## Exercise goal
Copy the data below word for word, keeping every line as it appears.

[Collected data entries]

——

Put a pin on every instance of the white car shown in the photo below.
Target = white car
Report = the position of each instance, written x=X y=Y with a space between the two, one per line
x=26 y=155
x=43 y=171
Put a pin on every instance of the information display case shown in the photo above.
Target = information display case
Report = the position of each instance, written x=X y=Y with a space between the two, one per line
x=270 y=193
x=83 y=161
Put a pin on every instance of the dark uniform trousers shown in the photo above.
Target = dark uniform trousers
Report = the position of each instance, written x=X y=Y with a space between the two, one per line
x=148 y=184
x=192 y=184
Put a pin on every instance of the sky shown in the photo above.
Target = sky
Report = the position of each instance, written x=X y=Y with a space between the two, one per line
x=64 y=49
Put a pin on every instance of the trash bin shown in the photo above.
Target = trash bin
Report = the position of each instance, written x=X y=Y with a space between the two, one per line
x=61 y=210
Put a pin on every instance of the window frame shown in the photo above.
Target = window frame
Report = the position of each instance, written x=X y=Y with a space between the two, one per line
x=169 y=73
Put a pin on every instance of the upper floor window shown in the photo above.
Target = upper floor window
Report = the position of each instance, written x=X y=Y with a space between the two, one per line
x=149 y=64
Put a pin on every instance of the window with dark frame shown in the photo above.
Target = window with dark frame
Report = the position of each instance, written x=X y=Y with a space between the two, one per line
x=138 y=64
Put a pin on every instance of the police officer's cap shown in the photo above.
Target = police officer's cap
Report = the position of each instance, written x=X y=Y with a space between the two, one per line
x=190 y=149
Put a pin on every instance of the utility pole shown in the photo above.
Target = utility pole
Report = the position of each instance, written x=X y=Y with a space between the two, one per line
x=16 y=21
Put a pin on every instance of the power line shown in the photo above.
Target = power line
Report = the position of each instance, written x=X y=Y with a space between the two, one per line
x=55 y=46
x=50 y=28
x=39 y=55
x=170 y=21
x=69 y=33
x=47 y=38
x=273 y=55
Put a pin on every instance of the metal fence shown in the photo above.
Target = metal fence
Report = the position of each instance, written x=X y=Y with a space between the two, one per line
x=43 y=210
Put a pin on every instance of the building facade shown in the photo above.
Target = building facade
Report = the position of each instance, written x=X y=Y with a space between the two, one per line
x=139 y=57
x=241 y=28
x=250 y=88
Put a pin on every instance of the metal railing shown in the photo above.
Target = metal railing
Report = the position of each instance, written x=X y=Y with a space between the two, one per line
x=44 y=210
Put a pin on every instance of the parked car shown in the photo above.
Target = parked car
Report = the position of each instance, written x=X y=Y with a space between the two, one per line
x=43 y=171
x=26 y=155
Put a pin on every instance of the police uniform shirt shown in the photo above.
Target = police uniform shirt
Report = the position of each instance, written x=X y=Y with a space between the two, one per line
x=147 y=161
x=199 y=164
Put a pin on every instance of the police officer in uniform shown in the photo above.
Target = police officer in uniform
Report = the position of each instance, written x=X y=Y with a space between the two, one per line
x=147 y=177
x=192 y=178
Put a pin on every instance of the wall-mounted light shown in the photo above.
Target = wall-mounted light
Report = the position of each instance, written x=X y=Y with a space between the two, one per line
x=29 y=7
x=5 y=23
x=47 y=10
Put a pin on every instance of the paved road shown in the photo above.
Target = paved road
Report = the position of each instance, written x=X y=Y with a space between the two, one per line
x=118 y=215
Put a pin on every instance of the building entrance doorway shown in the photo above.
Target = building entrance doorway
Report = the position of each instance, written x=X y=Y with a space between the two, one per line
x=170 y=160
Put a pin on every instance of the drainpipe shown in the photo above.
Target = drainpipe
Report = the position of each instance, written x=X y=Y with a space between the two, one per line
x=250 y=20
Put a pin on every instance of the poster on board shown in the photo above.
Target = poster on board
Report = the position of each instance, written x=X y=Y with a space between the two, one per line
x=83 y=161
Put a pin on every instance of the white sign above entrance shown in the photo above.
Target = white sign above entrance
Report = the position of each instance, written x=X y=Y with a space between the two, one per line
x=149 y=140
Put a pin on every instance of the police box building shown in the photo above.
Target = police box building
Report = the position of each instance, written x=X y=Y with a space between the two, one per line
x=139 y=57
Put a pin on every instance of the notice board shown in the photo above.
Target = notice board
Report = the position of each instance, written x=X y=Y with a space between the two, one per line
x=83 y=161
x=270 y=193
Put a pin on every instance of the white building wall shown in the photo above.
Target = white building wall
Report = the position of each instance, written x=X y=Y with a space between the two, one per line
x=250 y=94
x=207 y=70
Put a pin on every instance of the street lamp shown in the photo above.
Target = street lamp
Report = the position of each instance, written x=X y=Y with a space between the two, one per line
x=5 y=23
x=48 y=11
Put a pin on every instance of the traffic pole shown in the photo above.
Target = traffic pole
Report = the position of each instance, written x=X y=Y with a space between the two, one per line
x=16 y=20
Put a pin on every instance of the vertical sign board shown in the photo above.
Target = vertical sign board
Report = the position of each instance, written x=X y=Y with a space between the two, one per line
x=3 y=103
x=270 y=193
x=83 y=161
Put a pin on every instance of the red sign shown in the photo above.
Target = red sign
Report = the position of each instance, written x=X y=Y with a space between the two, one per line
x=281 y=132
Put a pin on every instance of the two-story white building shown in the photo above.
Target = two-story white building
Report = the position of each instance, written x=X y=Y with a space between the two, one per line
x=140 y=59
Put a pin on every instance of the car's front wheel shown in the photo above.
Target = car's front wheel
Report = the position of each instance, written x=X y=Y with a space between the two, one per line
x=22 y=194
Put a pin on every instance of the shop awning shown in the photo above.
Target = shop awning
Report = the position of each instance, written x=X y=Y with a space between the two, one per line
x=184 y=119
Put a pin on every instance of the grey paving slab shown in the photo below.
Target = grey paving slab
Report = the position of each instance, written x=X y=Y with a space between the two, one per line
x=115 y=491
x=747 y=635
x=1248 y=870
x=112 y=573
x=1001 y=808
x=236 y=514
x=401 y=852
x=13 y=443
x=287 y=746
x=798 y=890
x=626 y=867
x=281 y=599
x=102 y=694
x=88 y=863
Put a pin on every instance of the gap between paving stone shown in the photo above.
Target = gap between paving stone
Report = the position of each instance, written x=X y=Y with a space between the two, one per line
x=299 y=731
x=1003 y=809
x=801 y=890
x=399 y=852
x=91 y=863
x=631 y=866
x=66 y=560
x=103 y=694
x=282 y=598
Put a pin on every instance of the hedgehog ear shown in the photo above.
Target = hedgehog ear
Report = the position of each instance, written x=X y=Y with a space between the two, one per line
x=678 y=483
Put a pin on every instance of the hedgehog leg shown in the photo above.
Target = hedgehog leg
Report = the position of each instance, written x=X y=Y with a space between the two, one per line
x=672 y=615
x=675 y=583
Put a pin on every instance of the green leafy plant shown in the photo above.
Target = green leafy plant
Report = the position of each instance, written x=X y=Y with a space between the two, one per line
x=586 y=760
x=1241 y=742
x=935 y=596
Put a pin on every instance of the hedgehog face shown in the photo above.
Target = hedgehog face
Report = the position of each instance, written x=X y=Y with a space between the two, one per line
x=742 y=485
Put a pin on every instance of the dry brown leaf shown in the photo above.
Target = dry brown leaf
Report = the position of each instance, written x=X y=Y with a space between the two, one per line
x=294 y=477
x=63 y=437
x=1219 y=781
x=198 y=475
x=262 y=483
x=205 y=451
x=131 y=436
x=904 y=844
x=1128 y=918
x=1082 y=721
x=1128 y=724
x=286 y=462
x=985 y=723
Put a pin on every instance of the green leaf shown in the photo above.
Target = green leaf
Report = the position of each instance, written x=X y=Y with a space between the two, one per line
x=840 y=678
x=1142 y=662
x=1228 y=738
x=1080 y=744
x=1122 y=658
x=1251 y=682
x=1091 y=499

——

## The solution
Put a pin on every instance of the white car shown in the photo below.
Target = white car
Report = the position of each instance, written x=X y=Y with a space between the two, one per line
x=26 y=155
x=43 y=171
Put a pin on every instance of the information display case shown in the photo above.
Target = information display case
Report = the position of each instance, written x=X y=Y with a space between the two, one per line
x=270 y=193
x=83 y=161
Put a pin on every instance of the dark uniform trousers shown in the photo above.
Target = dark uniform trousers
Report = the position of each instance, written x=X y=Y with a space between the two, one per line
x=148 y=184
x=192 y=184
Put a pin on every instance of the sky shown in the photo above.
Target = sky
Report = the position of each instance, written x=X y=Y with a space between the two, one per line
x=64 y=49
Put a pin on every instance of the trash bin shown in the photo above.
Target = trash bin
Report = the position of each instance, written x=X y=Y with a space between the two, one per line
x=61 y=210
Put a pin on every instance of the window frame shown in the photo above.
Target = window frame
Report = the position of each instance, written x=X y=Y with a space between the two, one per line
x=169 y=73
Put a pin on every instance of the upper floor window shown in the photo above.
Target = upper floor window
Report = the position of each instance, written x=X y=Y with a space between the two, one per line
x=149 y=64
Put a pin on every instance of the window with dark frame shown in the photo above.
Target = window with dark frame
Report = the position of each instance, written x=X y=Y with a space between the two, one per line
x=138 y=64
Put a pin on every instance of the police officer's cap shown in the photo above.
Target = police officer's cap
Report = the position of each instance, written x=X y=Y with a space between the two, one per line
x=190 y=149
Put a pin on every instance of the utility pole shown in the photo above.
Target = utility pole
Report = the position of each instance, written x=X y=Y with a space between the two, one per line
x=16 y=21
Put a pin on every instance of the power line shown in the photo above.
Target = power line
Report = the position of each instance, written x=X y=Y with a space between the two, one per line
x=55 y=46
x=50 y=28
x=39 y=55
x=170 y=21
x=69 y=33
x=47 y=38
x=273 y=55
Put a pin on every instance of the metal fence shown in the photo above.
Target = metal fence
Report = the position of each instance, written x=X y=Y with a space between the two, one per line
x=43 y=210
Put a pin on every instance of the building facade shown in the photo above.
Target = building facade
Report = the position of each instance, written x=X y=Y with a space between the two, one per line
x=139 y=57
x=241 y=28
x=250 y=88
Put a pin on every instance of the metal railing shown in the photo above.
Target = metal railing
Report = the position of each instance, written x=X y=Y with a space between the two, one per line
x=44 y=210
Put a pin on every instance of the parked car shown in the photo above.
Target = parked car
Report = the position of each instance, written x=X y=Y with a space between the two, one per line
x=43 y=171
x=26 y=155
Put a pin on every instance of the police uniform shirt shown in the photo above.
Target = police uniform shirt
Report = the position of each instance, written x=X y=Y with a space between the two, one per line
x=147 y=161
x=199 y=164
Put a pin on every instance of the police officer in uniform shown in the photo above.
Target = police officer in uniform
Report = the position of each instance, written x=X y=Y with a space between the two, one per line
x=147 y=177
x=192 y=178
Put a pin on every instance of the wall-mounted light shown in the photo above.
Target = wall-mounted light
Report = the position of each instance, written x=X y=Y with a space between the two, one per line
x=29 y=7
x=5 y=23
x=47 y=10
Put a pin on every instance of the paved road shown in the photo above.
Target = paved road
Report = the position of each instance, written x=X y=Y with a space between the two, one per line
x=118 y=215
Put a pin on every instance of the building entrance doorway shown in the photo above.
Target = building entrance doorway
Report = the position of each instance, written x=X y=Y with a space between the two, one per line
x=170 y=160
Put a pin on every instance of the drainpipe shown in the photo above.
Target = drainpipe
Report = the position of each instance, written x=X y=Y with a space between the two, one per line
x=250 y=20
Put a pin on every instance of the poster on board shown in the photo above.
Target = poster on board
Report = the position of each instance, written x=X y=Y with a space between the two, one per line
x=83 y=161
Put a pin on every instance of the white sign above entrance shown in the photo above.
Target = white sign above entrance
Report = the position of each instance, written x=X y=Y with a space between the two, one per line
x=149 y=140
Put a pin on every instance of the police box building shown in the photo above.
Target = police box building
Report = the position of each instance, written x=X y=Y with a space between the two, one per line
x=139 y=57
Put a pin on every instance of the notice board shown in the photo above.
Target = notice board
Report = the position of each instance, written x=X y=Y with a space between the two, one per line
x=83 y=161
x=270 y=193
Put a pin on every instance of the white building wall shown in the photo above.
Target = white building wall
Report = the position of each instance, written x=X y=Y with a space between the two, one per line
x=250 y=94
x=207 y=70
Put a pin on every instance of the street lamp shown in the photo above.
Target = street lamp
Report = the position of each instance, written x=X y=Y with a space between the two, one per line
x=5 y=23
x=48 y=11
Put a pin on every instance of the traffic pole shown in the photo above.
Target = traffic pole
Report = the position of each instance, written x=X y=Y with a space between the two, one per line
x=16 y=20
Put a pin on every instance of the vertical sign board shown in the photo above.
Target = vertical sign board
Report = the position of each instance, written x=X y=Y with a space between the two, one per line
x=3 y=103
x=270 y=193
x=83 y=161
Put a pin on every instance of the red sign shown in the photo above.
Target = red sign
Report = the position of each instance, written x=X y=Y with a space between the two, one per line
x=281 y=132
Put a pin on every instance of the two-story white building shown in the photo above.
Target = two-story white building
Report = the position of each instance, written x=X y=Y with a space between the two, one per line
x=140 y=59
Put a pin on every instance of the car's front wheel shown in the photo above.
Target = car's front wheel
Report = the position of each instance, written x=X y=Y with a space between the two, one per line
x=22 y=194
Put a pin on every instance of the shop awning shown in the photo above.
Target = shop awning
Report = the position of each instance, written x=X y=Y with a space between the two, one per line
x=184 y=119
Put a pin on every instance of the grey paving slab shown in the photo below.
Target = grey paving slab
Report = the position of each instance, written x=X y=Y with a space between the two, one per line
x=115 y=491
x=747 y=635
x=1248 y=870
x=112 y=573
x=1001 y=808
x=236 y=514
x=401 y=852
x=13 y=443
x=287 y=746
x=798 y=890
x=626 y=867
x=281 y=599
x=102 y=694
x=88 y=863
Put a pin on every instance of the gap between paving stone shown in the photo above.
Target = gap between paving stone
Report = the position of each instance, written x=X y=Y with a space between the two, one per line
x=299 y=731
x=1003 y=809
x=801 y=890
x=399 y=852
x=91 y=863
x=631 y=866
x=66 y=560
x=103 y=694
x=282 y=598
Put a pin on every instance of the hedgehog ear shown in the photo above.
Target = hedgehog ear
Report = the position of each instance, written x=X y=Y with a space between the two, one per line
x=678 y=483
Put a pin on every instance of the hedgehog leg shown in the photo above.
Target = hedgehog leg
Report = the position of each instance, written x=X y=Y with a space between the two, one per line
x=672 y=615
x=675 y=583
Put a pin on every instance of the green leafy plant shown in the photo above.
Target = green leafy plant
Report = the position of each instance, written x=X y=Y with a space between the two, one per line
x=586 y=760
x=1241 y=742
x=935 y=596
Put a pin on every instance of the hedgehog face shown in the photo above.
Target = hedgehog face
Report = the position of each instance, written x=X y=Y with a space between the two, one per line
x=742 y=485
Put a pin on every instance of the dry brown leaf shown in the photo above.
Target = dry brown leaf
Report = the position of each instance, written x=X y=Y with a space between the two, one per line
x=294 y=477
x=63 y=437
x=1219 y=781
x=198 y=475
x=262 y=483
x=205 y=451
x=131 y=436
x=904 y=844
x=1128 y=918
x=1082 y=721
x=1128 y=724
x=286 y=462
x=985 y=723
Put a pin on every instance of the green leaf shown in the photo above.
Target = green leaf
Report = the position of each instance, written x=X y=Y with a space between the two, one per line
x=840 y=678
x=1142 y=662
x=1228 y=738
x=1080 y=744
x=1122 y=658
x=1251 y=682
x=1091 y=499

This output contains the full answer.